INTRODUCTIONThe obstructive sleep apnea hypopnea syndrome (OSAHS) is currently defined according to the American Academy of Sleep Medicine (AASM) classification published in 2005.1 Since the first published papers on OSAHS, this condition has always been associated with excess weight,2,3 being more prevalent in middle aged obese individuals. OSAHS affects about 4% of males and 2% of females in the general population.4 In 1999, an AASM task force graded OSAHS based on medical and polysomnographic findings.5 The apnea-hypopnea index (AHI) was used as the polysomnographic variable; it is the number of apnea and hypopnea events for each hour of sleep. OSAHS may be classified as mild when the AHI is between 5 and 15; it is moderate between 15 and 30, and severe when above 30. OSAHS may also be related with various other conditions such as systemic arterial hypertension, acute myocardial infarction, strokes, and traffic accidents, among others. It has thus become a public health issue.6-9 Obesity itself is fast becoming a pandemic.10 The World Health Organization classifies obesity based on the body-mass index (BMI), which is weight (in kilograms) divided by the square of the height (in meters). A person is eutrophic when this index is between 18.5 and 24.9 Kg/m². Overweight is when the BMI is between 25 and 29,9. Class I obesity is when the BMI is between 30 and 34.9. Class II obesity is when the BMI is between 35 and 39.9. A BMI of 40 or above defines class III obesity, which has been named morbid obesity.11 Class III obesity patients are at a high risk for comorbidities;11 this becomes even more relevant when we note that these same comorbidities are present in OSAHS.12 The purpose of this paper was to describe the medical and polysomnographic features of a group of class III obesity patients.

• Assigned task A
Answer these questions using the sleep apnea introduction:
(i) What share of males in the general population does OSAHS affect?
(ii) Which AHI range classifies OSAHS as moderate?
(iii) What name has been given to class III obesity?
• Assigned task B
State whether each statement agrees with the sleep apnea introduction, and support each verdict with a quotation:
(i) The AASM classification that currently defines OSAHS was published in 2005.
(ii) A BMI between 30 and 34.9 defines class II obesity.
(iii) The World Health Organization classifies obesity based on the apnea-hypopnea index.
• Assigned task C
Render this sentence from the sleep apnea introduction in Spanish: "Obesity itself is fast becoming a pandemic."
Rely solely on the sleep apnea introduction when answering.

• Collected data
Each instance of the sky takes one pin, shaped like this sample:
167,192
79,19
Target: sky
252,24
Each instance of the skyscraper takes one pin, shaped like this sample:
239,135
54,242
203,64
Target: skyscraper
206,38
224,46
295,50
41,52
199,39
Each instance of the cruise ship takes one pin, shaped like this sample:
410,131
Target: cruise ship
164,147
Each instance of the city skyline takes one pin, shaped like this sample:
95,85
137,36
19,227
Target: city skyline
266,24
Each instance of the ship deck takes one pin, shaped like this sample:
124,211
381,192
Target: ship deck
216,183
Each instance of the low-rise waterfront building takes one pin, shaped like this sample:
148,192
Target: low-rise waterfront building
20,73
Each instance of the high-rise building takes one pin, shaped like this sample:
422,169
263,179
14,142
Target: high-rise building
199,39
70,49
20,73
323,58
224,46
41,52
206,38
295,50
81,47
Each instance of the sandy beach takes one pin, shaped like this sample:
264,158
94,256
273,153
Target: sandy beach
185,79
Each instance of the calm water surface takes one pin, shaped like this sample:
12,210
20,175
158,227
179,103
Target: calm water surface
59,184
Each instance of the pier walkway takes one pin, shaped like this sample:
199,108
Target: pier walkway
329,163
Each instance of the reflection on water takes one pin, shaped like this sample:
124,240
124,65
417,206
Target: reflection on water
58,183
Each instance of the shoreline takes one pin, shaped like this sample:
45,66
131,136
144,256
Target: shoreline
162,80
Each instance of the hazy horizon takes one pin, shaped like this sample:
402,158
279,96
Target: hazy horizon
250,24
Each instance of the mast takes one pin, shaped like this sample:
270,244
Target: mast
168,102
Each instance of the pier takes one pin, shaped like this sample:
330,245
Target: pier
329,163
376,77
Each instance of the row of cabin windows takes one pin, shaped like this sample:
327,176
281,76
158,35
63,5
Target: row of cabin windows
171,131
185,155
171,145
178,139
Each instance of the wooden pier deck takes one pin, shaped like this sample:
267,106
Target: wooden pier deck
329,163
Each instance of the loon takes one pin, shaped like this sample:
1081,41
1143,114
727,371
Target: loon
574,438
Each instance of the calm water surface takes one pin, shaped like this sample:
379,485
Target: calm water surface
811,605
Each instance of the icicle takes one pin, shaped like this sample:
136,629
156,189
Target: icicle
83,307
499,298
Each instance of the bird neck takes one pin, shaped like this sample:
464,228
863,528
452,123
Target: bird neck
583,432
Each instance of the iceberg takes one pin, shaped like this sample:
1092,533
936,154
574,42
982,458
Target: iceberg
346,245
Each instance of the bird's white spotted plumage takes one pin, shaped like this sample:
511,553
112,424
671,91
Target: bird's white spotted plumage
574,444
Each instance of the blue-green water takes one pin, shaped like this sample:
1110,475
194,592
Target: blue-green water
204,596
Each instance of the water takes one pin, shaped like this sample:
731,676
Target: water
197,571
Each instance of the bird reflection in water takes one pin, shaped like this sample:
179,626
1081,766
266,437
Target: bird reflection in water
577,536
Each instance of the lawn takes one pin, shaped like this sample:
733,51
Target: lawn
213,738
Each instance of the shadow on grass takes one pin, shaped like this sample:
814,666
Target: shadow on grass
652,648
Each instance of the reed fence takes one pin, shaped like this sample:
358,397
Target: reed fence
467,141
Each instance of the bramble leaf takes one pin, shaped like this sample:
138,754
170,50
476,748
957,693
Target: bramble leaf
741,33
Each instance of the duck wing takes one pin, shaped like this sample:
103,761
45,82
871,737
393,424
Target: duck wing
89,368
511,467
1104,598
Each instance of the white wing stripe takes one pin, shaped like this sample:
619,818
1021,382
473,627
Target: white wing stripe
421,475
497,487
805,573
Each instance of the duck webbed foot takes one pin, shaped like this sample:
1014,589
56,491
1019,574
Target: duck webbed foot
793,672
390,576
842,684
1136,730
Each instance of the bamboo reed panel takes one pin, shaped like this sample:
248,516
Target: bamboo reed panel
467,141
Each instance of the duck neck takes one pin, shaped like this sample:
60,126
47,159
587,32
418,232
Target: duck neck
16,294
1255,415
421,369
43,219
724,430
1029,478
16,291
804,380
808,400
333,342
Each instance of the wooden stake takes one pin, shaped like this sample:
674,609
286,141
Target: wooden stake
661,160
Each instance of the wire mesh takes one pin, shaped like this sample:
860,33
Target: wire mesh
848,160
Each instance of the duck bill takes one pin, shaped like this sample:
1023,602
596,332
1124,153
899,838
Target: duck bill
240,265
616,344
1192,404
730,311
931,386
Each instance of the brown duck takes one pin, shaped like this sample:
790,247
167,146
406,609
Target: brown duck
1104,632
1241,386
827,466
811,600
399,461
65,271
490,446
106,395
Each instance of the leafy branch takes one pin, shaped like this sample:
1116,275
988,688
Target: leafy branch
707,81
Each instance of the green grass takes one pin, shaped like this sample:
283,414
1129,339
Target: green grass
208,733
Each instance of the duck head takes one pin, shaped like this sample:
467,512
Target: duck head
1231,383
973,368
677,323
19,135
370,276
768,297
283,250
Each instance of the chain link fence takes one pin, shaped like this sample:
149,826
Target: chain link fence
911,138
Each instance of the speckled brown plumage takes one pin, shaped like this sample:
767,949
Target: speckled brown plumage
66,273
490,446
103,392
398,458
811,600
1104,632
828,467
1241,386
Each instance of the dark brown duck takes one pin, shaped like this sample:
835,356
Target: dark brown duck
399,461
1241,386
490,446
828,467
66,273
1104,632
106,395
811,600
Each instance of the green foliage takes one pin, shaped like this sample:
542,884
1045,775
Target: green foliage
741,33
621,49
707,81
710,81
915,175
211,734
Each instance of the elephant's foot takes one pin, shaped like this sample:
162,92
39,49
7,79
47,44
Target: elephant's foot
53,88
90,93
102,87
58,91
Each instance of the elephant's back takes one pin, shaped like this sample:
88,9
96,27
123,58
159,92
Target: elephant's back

• Your response A
(i) About 4%.
(ii) Between 15 and 30.
(iii) Morbid obesity.

• Your response B
(i) Yes: "The obstructive sleep apnea hypopnea syndrome (OSAHS) is currently defined according to the American Academy of Sleep Medicine (AASM) classification published in 2005."
(ii) No: "Class I obesity is when the BMI is between 30 and 34.9."
(iii) No: "The World Health Organization classifies obesity based on the body-mass index (BMI)"

• Your response C
La obesidad en sí misma se está convirtiendo rápidamente en una pandemia.